TASK DETAILS>
Below are the records; copy every line in them that holds the string "walking".

#####

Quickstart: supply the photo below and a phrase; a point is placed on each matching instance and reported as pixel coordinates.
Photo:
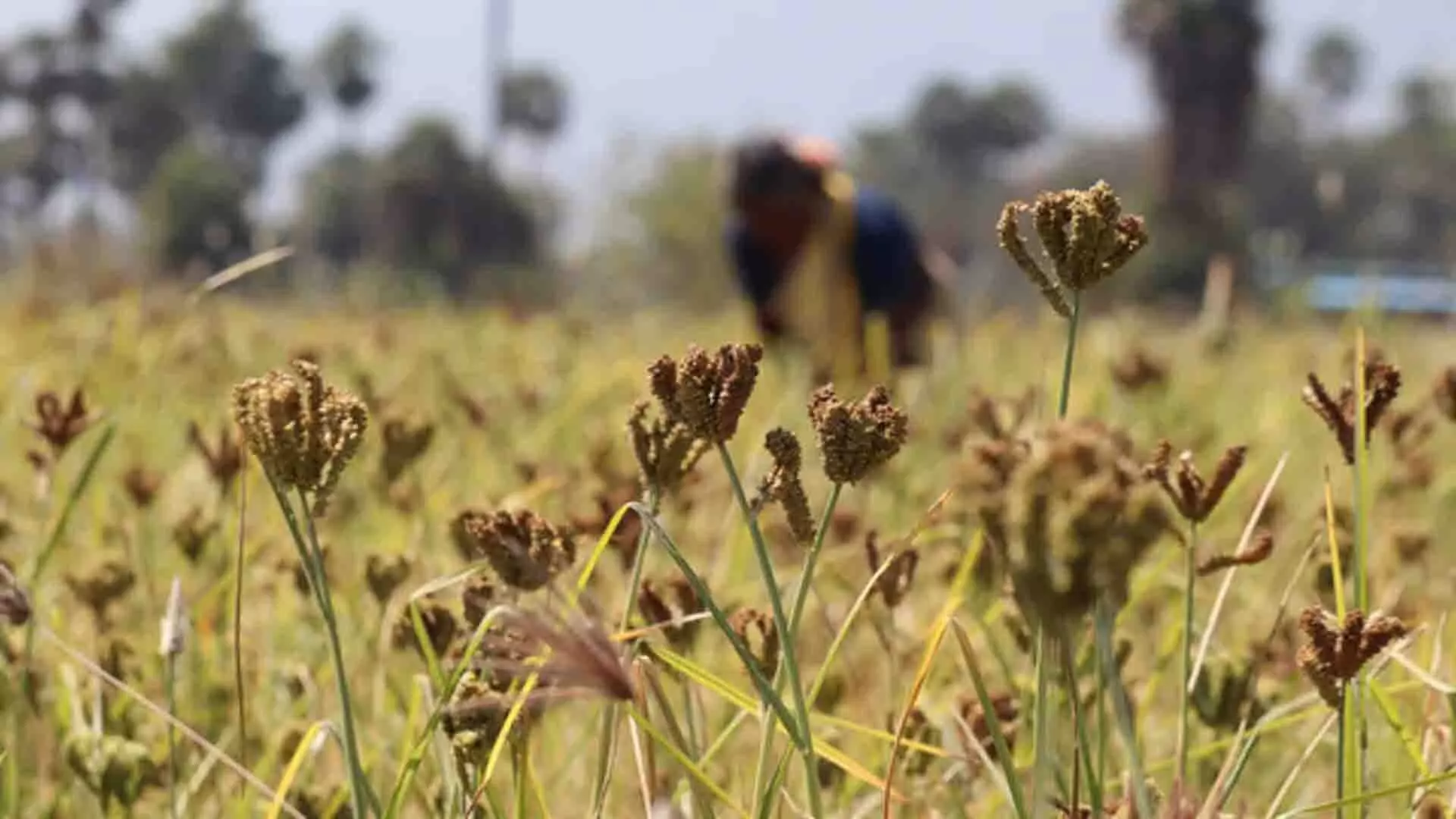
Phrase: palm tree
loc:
(1203, 63)
(347, 64)
(1334, 69)
(535, 104)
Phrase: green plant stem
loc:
(1354, 689)
(1041, 708)
(1340, 751)
(171, 681)
(1122, 706)
(312, 556)
(607, 746)
(788, 661)
(801, 595)
(1184, 684)
(1069, 353)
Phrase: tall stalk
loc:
(800, 598)
(607, 748)
(306, 541)
(1184, 684)
(1041, 707)
(781, 623)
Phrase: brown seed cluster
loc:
(783, 485)
(302, 430)
(1334, 656)
(1445, 394)
(386, 573)
(899, 577)
(761, 635)
(60, 423)
(15, 605)
(664, 447)
(1414, 468)
(1084, 235)
(1338, 413)
(438, 623)
(405, 442)
(101, 586)
(223, 455)
(1191, 494)
(571, 654)
(525, 550)
(1068, 512)
(976, 729)
(1260, 548)
(707, 394)
(856, 439)
(142, 485)
(193, 532)
(1138, 371)
(666, 605)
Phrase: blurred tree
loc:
(536, 105)
(194, 210)
(145, 121)
(347, 64)
(338, 207)
(1334, 67)
(664, 231)
(948, 150)
(237, 89)
(447, 213)
(1203, 63)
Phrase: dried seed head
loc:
(386, 573)
(438, 624)
(899, 577)
(856, 439)
(783, 485)
(1258, 551)
(115, 768)
(101, 586)
(1084, 235)
(223, 458)
(61, 423)
(405, 442)
(1194, 497)
(302, 430)
(1138, 371)
(666, 605)
(1445, 394)
(1068, 513)
(1340, 413)
(974, 725)
(1411, 545)
(523, 548)
(142, 485)
(708, 394)
(761, 635)
(1331, 657)
(478, 596)
(15, 607)
(922, 730)
(664, 447)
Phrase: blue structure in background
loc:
(1386, 287)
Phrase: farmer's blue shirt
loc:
(884, 253)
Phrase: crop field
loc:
(433, 509)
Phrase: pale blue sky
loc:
(669, 67)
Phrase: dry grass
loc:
(484, 414)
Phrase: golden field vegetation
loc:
(422, 563)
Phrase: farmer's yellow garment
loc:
(820, 295)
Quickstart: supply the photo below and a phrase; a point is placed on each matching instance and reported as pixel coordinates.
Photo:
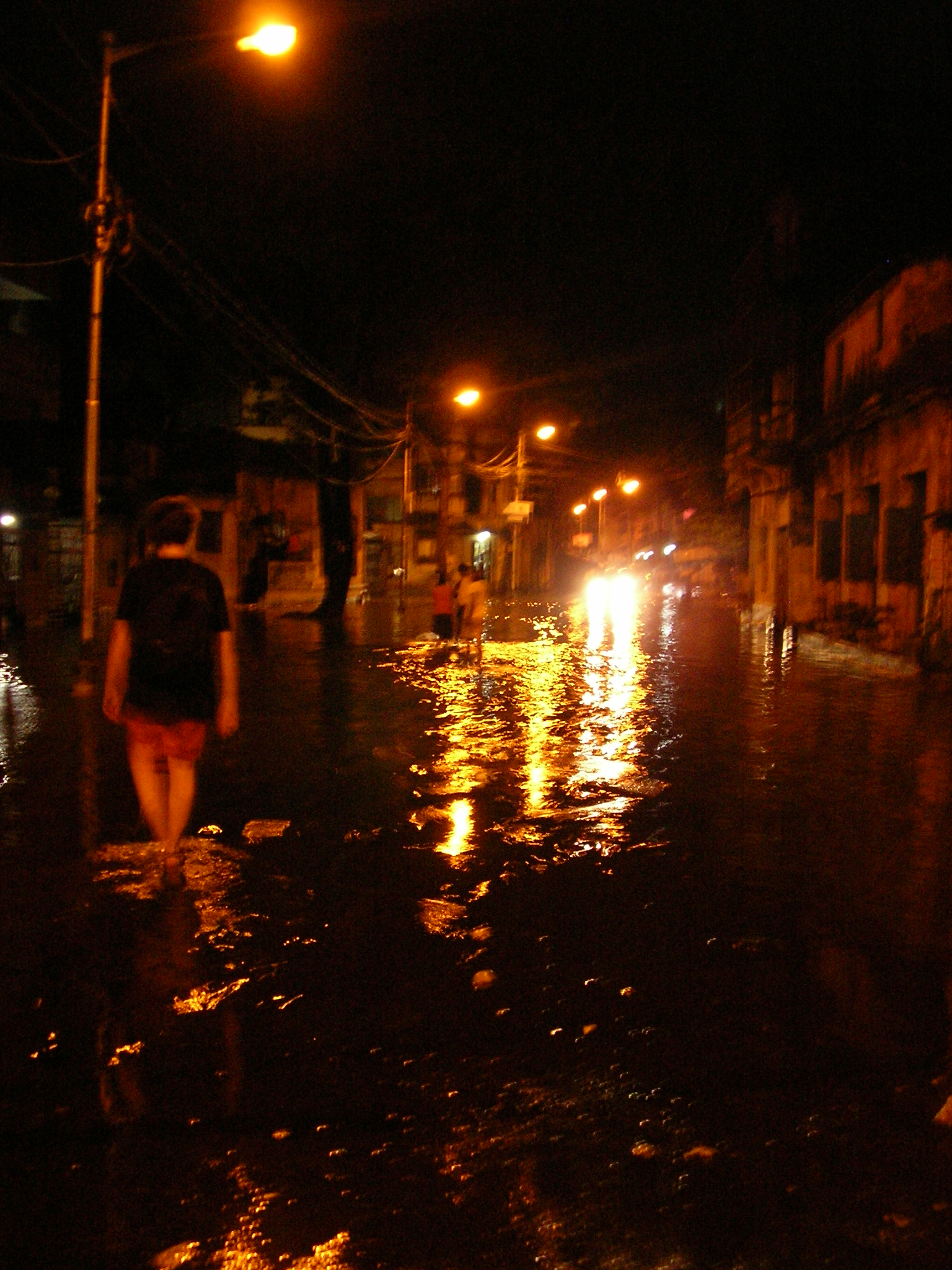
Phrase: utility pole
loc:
(519, 471)
(98, 213)
(404, 535)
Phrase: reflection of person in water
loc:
(161, 673)
(164, 1048)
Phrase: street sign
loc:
(518, 511)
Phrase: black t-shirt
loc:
(175, 610)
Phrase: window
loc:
(831, 548)
(879, 322)
(861, 548)
(385, 510)
(474, 495)
(903, 561)
(208, 541)
(838, 371)
(904, 536)
(426, 479)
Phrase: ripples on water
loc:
(579, 980)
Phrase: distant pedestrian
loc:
(170, 625)
(443, 607)
(462, 596)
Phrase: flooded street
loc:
(627, 949)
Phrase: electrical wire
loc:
(377, 426)
(41, 265)
(47, 163)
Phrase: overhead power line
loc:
(46, 163)
(40, 265)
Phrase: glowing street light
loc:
(599, 495)
(273, 40)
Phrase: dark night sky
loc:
(542, 189)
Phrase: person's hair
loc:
(170, 521)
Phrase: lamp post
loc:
(271, 41)
(545, 432)
(404, 536)
(599, 497)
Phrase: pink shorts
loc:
(184, 739)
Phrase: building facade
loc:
(850, 526)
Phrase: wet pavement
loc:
(627, 949)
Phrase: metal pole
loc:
(519, 468)
(408, 471)
(99, 215)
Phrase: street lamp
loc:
(271, 40)
(599, 497)
(545, 432)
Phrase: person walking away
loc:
(170, 624)
(475, 613)
(462, 596)
(443, 607)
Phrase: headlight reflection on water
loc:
(461, 832)
(615, 598)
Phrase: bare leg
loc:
(182, 796)
(152, 788)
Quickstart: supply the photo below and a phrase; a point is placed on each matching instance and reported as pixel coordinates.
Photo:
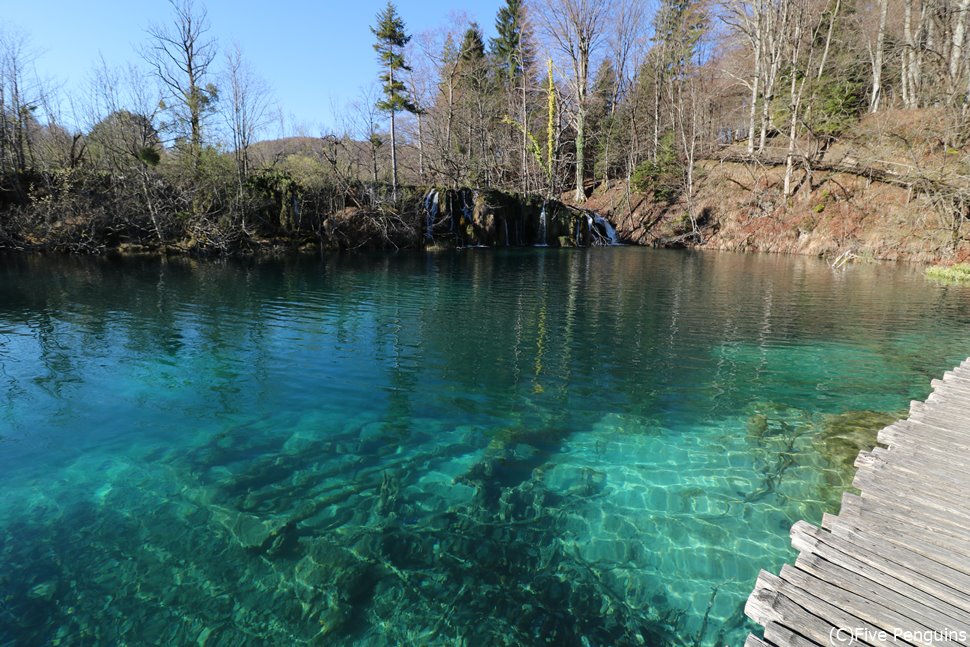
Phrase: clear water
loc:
(569, 447)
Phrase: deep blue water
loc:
(569, 447)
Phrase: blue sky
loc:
(314, 55)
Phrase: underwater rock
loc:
(43, 591)
(844, 435)
(249, 531)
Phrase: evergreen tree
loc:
(510, 49)
(391, 39)
(512, 53)
(472, 45)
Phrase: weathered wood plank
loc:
(897, 557)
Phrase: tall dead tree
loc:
(577, 28)
(180, 55)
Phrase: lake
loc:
(483, 447)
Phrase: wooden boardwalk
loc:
(893, 568)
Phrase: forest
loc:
(633, 108)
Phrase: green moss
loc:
(959, 273)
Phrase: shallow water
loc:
(570, 447)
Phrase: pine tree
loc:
(513, 55)
(510, 49)
(391, 39)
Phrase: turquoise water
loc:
(569, 447)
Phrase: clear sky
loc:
(314, 54)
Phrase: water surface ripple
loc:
(525, 447)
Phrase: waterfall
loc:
(432, 208)
(542, 227)
(607, 228)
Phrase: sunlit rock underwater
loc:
(597, 446)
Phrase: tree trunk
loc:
(420, 147)
(877, 64)
(756, 39)
(580, 195)
(393, 159)
(390, 72)
(956, 52)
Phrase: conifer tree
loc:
(391, 39)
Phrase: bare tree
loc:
(180, 55)
(877, 58)
(248, 108)
(577, 28)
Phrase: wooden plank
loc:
(906, 493)
(768, 604)
(754, 641)
(920, 616)
(946, 613)
(779, 635)
(806, 537)
(907, 532)
(873, 613)
(942, 528)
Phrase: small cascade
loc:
(432, 208)
(608, 236)
(542, 227)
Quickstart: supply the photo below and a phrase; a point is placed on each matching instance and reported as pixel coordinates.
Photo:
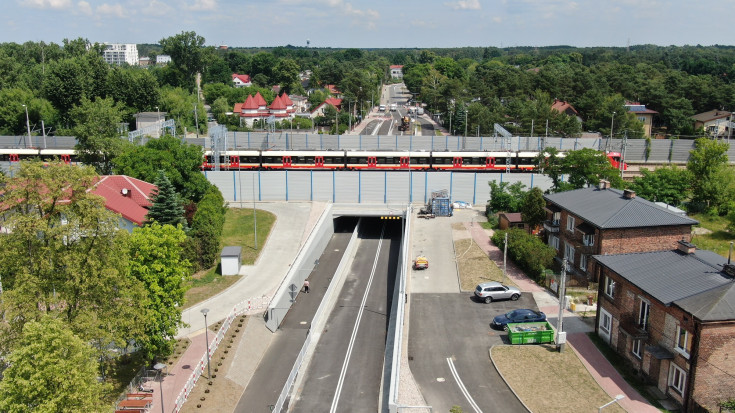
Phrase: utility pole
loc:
(561, 336)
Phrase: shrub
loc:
(527, 251)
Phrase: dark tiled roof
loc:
(694, 282)
(608, 208)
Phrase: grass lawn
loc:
(569, 389)
(717, 241)
(238, 231)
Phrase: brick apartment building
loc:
(671, 315)
(602, 220)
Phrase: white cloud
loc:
(115, 10)
(84, 8)
(204, 5)
(48, 4)
(464, 5)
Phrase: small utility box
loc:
(230, 259)
(527, 333)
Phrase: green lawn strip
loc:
(238, 231)
(719, 240)
(624, 369)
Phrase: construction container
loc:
(530, 333)
(441, 207)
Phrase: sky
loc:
(374, 23)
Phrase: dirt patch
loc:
(475, 266)
(549, 381)
(219, 393)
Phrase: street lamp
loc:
(159, 368)
(615, 400)
(28, 125)
(206, 337)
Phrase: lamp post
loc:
(159, 368)
(28, 125)
(615, 400)
(206, 337)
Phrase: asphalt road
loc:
(454, 327)
(346, 369)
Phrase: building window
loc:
(588, 240)
(610, 287)
(677, 378)
(683, 341)
(556, 218)
(605, 322)
(637, 344)
(643, 311)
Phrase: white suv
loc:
(493, 290)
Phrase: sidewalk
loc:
(294, 222)
(598, 366)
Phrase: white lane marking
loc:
(343, 373)
(462, 387)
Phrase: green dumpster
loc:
(528, 333)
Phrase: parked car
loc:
(493, 290)
(523, 315)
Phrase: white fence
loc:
(244, 307)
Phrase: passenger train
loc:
(342, 160)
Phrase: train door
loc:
(405, 162)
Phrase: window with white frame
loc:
(556, 218)
(683, 341)
(643, 311)
(636, 350)
(569, 252)
(677, 378)
(605, 321)
(588, 240)
(609, 287)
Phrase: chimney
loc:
(686, 247)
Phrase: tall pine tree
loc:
(167, 207)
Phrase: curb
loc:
(490, 351)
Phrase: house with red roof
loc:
(396, 71)
(319, 110)
(566, 108)
(126, 196)
(643, 114)
(241, 80)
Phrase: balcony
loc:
(551, 226)
(629, 325)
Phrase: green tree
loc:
(179, 160)
(707, 163)
(156, 260)
(97, 131)
(65, 255)
(167, 207)
(667, 184)
(533, 209)
(51, 370)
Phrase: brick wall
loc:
(715, 371)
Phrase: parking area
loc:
(449, 340)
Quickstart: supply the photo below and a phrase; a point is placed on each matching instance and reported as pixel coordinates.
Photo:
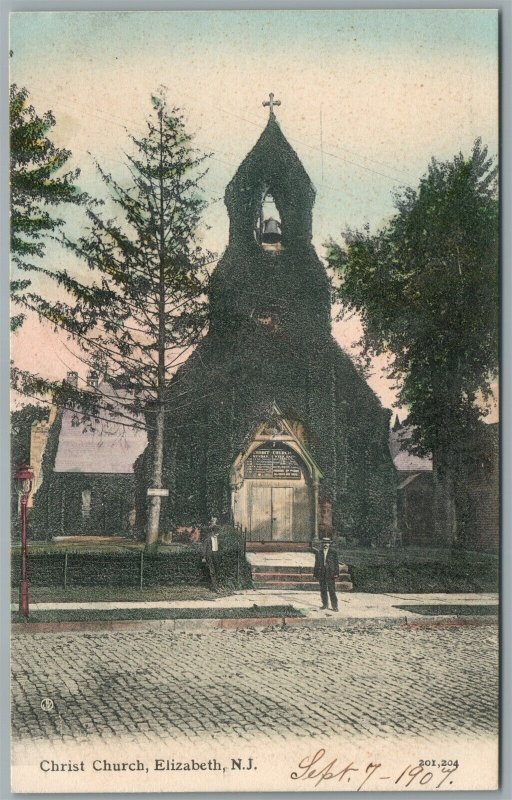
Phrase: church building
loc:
(270, 426)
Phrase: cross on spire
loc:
(271, 103)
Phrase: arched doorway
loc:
(275, 489)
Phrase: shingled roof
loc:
(402, 459)
(105, 447)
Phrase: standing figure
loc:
(326, 571)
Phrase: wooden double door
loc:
(278, 513)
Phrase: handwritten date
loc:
(321, 768)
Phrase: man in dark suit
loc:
(327, 569)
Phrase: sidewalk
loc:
(386, 608)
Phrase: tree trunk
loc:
(444, 500)
(154, 503)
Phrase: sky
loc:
(367, 98)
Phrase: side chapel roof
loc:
(106, 447)
(402, 459)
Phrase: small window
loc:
(86, 504)
(268, 227)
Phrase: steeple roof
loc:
(272, 160)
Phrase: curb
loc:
(193, 625)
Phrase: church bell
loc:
(271, 231)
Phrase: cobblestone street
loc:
(152, 683)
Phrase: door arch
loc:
(274, 497)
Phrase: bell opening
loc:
(268, 228)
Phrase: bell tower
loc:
(270, 268)
(270, 425)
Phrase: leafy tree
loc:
(426, 288)
(144, 303)
(37, 183)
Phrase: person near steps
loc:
(326, 571)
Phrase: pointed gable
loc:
(272, 165)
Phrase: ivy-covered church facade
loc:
(269, 425)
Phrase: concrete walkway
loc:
(352, 605)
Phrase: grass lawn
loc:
(453, 610)
(112, 594)
(99, 545)
(88, 615)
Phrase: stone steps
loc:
(295, 578)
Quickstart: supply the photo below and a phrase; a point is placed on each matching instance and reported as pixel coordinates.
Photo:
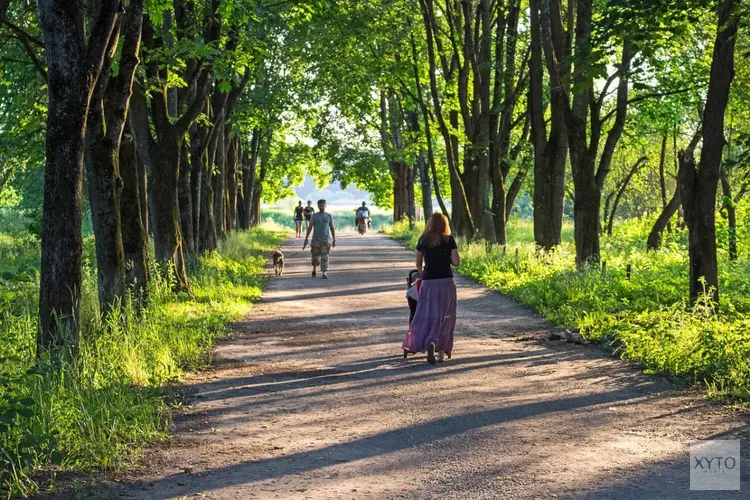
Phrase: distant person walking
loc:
(323, 230)
(298, 218)
(309, 211)
(432, 328)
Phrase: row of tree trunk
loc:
(142, 176)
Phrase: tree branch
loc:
(101, 34)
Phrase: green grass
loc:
(647, 319)
(99, 412)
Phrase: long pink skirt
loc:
(435, 318)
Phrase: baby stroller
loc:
(413, 285)
(413, 282)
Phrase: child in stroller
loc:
(413, 284)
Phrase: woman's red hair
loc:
(436, 230)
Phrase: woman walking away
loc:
(309, 212)
(432, 328)
(298, 211)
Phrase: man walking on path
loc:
(322, 229)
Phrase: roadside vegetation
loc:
(98, 411)
(647, 318)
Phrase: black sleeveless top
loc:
(437, 260)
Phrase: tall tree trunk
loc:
(104, 186)
(185, 202)
(219, 180)
(208, 238)
(698, 186)
(550, 153)
(655, 236)
(142, 180)
(461, 218)
(134, 236)
(250, 164)
(514, 190)
(421, 166)
(662, 177)
(729, 206)
(74, 64)
(167, 235)
(106, 122)
(621, 190)
(232, 184)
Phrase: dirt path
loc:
(313, 400)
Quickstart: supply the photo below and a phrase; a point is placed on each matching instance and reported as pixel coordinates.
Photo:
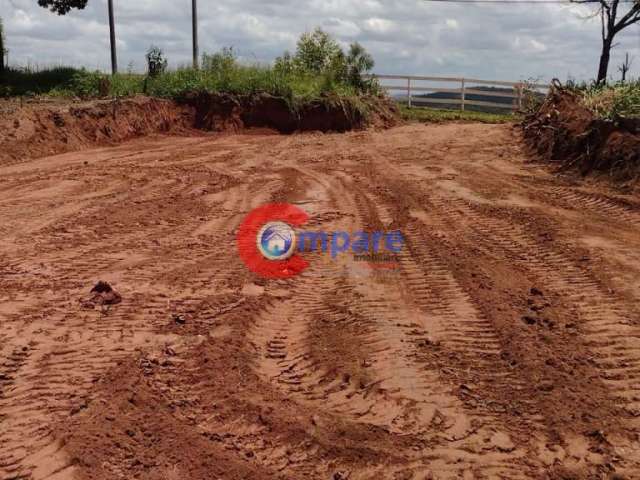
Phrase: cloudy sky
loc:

#####

OUTPUT FOR THIS EXERCISE>
Phrase: person walking away
Phrase: distant person walking
Phrase: woman walking away
Phrase: man walking on path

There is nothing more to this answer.